:: Instrução dada 1 ::
Reproduza fielmente o trecho do artigo de opinião que começa nas palavras "E, no entanto, o" e termina logo após "em homicídio legal.".

:: Texto ::
____

Opinião
Gritem!
Se algum dia me enforcarem, que seja aos gritos, que me cubram de insultos, que me cuspam na cara, que façam qualquer coisa que me distraia da companhia mais opressiva – a da minha própria morte.
E a corda, que seja de sisal – não me privem dessa última dor, expressão ainda de vida. A outra alternativa seria o enforcamento "como deve ser": frio, silencioso, limpo, com uma solenidade terrível, o enforcado a caminhar para o patíbulo sem outro foco que não o seu próprio e triste fim. A gritaria foi o que vi de mais humanitário no enforcamento de Saddam Hussein.
E, no entanto, o que gerou as maiores manifestações de repulsa pela execussão do antigo ditador foram os gritos de ódio contra o condenado. Até os norte-americanos disseram, na voz de um general, que teriam feito as coisas "de outra maneira". Pois, eles são mesmo muito bons nisso. Têm até a injecção letal – última palavra em homicídio legal.
Requinte de crueldade não foi a gritaria, mas a corda de cânhamo (não abrasiva, os enforcados a-do-ram!).
Que horror – não os gritos e a maneira como foi feito, mas o próprio gesto.
Se até das coisas mais feias se pode extrair alguma beleza, da horrível existência de Saddam Hussein talvez se possa tirar alguma coisa que se aproveite. E não me refiro a um comportamento eventualmente mais discreto da plateia nos próximos enforcamentos. O que a exibição do enforcamento de Saddam Hussein, na grande praça pública que é o YouTube, nos pode ajudar a ver de importante não é a má-criação da torcida, mas a contradição em termos que há entre sentido de humanidade e pena de morte.

____

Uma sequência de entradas
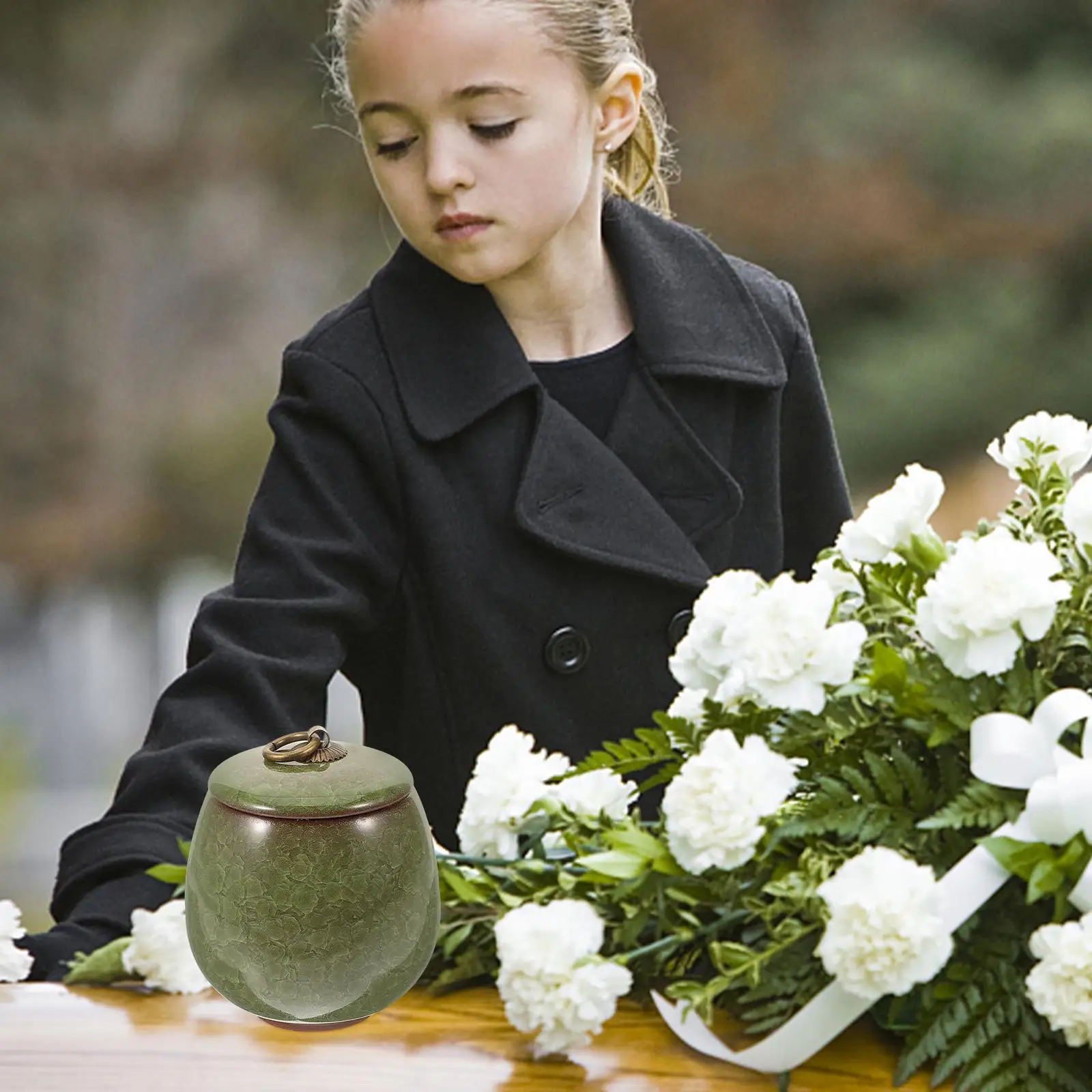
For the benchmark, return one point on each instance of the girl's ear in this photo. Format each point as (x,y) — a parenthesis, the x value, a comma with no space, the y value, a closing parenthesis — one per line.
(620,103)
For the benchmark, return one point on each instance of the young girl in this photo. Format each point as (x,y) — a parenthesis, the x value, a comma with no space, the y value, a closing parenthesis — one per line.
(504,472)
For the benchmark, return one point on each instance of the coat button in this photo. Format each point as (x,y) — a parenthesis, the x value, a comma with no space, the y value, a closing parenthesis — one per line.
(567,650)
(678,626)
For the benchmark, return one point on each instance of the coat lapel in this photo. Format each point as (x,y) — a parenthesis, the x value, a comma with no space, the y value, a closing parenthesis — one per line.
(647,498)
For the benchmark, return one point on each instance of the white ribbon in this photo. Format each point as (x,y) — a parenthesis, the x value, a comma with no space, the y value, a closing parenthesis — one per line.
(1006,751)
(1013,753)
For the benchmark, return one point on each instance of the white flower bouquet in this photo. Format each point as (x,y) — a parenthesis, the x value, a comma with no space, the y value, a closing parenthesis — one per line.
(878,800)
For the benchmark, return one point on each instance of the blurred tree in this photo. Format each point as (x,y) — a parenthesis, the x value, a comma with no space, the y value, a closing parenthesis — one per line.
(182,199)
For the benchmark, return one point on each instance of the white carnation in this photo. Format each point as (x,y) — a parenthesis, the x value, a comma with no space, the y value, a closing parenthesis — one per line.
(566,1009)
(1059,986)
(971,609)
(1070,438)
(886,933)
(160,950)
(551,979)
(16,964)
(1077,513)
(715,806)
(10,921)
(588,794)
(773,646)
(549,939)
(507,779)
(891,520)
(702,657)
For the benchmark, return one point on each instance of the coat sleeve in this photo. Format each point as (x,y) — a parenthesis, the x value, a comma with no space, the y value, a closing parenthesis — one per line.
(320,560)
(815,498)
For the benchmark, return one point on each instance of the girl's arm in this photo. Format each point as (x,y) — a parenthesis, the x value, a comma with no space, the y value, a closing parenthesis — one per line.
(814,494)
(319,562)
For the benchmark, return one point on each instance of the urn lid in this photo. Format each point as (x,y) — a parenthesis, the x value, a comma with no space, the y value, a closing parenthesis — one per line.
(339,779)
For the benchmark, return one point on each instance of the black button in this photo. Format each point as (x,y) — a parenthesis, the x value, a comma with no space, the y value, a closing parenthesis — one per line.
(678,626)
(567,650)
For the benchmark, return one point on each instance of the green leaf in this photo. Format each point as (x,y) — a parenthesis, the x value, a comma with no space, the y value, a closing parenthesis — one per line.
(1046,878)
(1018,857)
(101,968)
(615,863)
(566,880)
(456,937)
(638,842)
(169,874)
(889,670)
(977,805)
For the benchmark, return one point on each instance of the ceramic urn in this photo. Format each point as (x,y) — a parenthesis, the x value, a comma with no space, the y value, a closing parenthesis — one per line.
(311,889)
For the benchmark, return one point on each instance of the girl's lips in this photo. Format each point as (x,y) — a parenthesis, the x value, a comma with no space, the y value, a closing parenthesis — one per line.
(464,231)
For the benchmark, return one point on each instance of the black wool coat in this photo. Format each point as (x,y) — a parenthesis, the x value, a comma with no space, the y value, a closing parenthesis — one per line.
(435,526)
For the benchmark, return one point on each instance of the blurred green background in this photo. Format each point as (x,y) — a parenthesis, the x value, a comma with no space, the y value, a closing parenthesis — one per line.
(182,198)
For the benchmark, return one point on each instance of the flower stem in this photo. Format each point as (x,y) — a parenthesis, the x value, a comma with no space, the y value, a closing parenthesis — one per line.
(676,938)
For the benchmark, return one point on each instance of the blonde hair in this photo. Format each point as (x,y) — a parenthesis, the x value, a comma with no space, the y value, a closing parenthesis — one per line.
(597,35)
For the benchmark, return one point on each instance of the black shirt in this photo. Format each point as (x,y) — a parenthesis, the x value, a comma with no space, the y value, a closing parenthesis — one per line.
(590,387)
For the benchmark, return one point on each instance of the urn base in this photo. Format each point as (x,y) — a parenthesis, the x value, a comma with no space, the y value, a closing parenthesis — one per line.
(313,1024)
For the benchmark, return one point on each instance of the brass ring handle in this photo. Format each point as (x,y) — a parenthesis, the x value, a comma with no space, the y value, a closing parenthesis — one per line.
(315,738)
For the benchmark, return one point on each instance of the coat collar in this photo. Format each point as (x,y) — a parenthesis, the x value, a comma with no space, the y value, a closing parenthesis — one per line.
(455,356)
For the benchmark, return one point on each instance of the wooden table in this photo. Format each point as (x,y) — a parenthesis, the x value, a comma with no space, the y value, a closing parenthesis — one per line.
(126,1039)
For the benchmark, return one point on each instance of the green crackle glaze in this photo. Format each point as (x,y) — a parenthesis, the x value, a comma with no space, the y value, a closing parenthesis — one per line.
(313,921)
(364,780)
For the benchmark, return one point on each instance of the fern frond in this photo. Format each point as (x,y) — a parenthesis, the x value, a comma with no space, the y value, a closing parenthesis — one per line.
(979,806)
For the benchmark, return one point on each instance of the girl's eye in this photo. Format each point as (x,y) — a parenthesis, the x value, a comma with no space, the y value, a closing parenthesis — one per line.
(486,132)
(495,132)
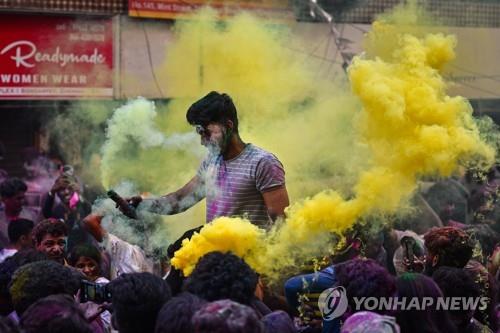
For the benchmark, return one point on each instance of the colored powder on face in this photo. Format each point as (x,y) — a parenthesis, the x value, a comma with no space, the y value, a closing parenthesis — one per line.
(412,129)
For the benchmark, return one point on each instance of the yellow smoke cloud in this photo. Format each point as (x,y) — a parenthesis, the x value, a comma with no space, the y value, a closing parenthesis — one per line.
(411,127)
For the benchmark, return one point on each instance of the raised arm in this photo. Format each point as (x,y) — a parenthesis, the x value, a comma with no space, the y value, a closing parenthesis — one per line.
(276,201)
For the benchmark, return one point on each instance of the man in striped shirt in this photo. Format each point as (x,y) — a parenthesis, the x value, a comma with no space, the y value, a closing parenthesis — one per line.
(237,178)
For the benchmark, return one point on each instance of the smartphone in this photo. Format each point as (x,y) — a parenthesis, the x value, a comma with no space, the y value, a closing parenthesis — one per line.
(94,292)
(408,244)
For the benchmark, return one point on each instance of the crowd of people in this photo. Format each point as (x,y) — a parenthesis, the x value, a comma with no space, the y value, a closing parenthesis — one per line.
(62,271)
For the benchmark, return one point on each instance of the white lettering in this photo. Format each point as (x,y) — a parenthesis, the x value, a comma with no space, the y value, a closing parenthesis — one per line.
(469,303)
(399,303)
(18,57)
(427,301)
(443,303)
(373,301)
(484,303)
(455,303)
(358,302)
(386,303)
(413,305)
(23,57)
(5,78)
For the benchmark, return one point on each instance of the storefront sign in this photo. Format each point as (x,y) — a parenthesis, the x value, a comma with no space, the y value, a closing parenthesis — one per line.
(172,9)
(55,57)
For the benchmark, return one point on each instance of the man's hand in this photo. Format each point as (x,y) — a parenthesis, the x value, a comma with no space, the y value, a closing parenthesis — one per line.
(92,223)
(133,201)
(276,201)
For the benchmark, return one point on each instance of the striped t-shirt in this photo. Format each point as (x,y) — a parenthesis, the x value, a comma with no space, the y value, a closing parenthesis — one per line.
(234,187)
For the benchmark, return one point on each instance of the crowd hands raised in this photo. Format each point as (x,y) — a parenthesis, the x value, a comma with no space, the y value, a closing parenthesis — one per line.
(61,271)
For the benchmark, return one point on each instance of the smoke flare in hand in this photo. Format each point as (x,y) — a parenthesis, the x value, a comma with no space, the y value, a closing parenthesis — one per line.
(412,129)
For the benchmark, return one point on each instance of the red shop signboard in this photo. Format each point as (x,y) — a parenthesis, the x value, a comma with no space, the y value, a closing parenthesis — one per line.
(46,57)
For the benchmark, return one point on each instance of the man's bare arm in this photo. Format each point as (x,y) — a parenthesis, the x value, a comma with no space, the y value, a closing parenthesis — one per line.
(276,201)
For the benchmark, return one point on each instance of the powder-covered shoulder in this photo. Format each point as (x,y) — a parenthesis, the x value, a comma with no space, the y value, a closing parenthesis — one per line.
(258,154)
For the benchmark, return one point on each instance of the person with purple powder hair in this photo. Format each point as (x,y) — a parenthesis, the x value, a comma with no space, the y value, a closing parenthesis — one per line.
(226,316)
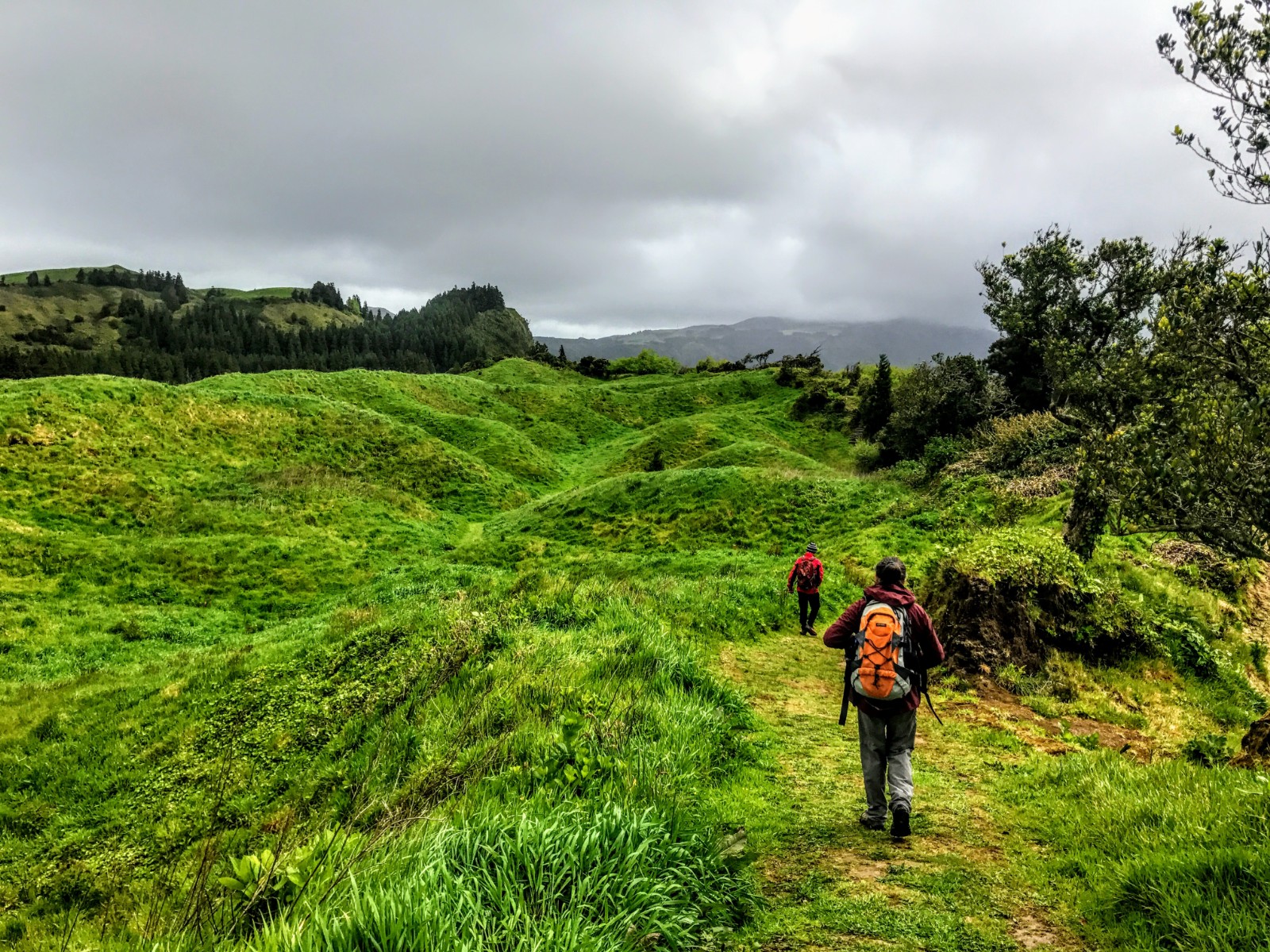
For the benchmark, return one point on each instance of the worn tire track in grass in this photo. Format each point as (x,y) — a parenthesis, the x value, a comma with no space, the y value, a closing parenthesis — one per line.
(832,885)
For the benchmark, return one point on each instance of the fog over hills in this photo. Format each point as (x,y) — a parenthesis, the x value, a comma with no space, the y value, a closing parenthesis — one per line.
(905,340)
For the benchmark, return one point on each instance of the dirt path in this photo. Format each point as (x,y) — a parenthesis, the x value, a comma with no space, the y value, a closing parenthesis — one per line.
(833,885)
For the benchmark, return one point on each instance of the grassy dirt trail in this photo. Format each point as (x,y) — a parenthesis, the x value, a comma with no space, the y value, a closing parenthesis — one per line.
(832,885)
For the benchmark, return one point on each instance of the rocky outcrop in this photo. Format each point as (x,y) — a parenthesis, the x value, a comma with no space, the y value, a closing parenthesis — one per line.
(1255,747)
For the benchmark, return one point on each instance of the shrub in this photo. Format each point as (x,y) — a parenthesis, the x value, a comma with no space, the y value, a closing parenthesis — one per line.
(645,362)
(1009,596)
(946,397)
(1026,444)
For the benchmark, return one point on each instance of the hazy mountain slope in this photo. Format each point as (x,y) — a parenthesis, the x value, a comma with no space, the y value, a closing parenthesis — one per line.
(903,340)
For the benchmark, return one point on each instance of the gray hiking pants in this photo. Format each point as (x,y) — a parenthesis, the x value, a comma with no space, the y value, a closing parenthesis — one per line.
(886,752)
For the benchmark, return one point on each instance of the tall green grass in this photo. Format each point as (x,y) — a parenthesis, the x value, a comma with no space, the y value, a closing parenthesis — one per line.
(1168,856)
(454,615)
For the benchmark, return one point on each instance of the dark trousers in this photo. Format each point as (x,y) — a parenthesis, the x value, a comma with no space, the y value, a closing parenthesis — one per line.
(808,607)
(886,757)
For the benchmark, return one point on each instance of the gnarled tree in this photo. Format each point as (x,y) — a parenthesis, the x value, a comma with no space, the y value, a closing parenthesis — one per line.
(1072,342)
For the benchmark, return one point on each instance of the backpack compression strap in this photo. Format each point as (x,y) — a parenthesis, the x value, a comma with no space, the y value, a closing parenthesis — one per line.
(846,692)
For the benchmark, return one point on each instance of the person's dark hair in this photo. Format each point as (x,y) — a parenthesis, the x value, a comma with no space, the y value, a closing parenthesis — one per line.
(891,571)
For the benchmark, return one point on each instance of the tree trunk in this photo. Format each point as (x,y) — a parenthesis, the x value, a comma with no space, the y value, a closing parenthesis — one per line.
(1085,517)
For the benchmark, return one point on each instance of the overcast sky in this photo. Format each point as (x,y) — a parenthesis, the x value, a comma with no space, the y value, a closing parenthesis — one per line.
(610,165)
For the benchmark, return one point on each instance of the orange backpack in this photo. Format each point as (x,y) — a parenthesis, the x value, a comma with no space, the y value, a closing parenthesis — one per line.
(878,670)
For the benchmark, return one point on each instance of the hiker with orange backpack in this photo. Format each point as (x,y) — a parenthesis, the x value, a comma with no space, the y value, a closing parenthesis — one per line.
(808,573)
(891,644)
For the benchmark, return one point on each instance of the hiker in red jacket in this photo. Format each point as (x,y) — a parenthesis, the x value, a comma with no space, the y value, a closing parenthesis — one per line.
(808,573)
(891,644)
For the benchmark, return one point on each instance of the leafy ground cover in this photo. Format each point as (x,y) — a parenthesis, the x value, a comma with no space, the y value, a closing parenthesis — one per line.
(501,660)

____

:: Instrução dada 2 ::
Em quantas linhas das entradas acima aparece a palavra "raised", distinguindo maiúsculas de minúsculas? Indique apenas o número.

:: Solução escrita 1 ::
E, no entanto, o que gerou as maiores manifestações de repulsa pela execussão do antigo ditador foram os gritos de ódio contra o condenado. Até os norte-americanos disseram, na voz de um general, que teriam feito as coisas "de outra maneira". Pois, eles são mesmo muito bons nisso. Têm até a injecção letal – última palavra em homicídio legal.

:: Solução escrita 2 ::
2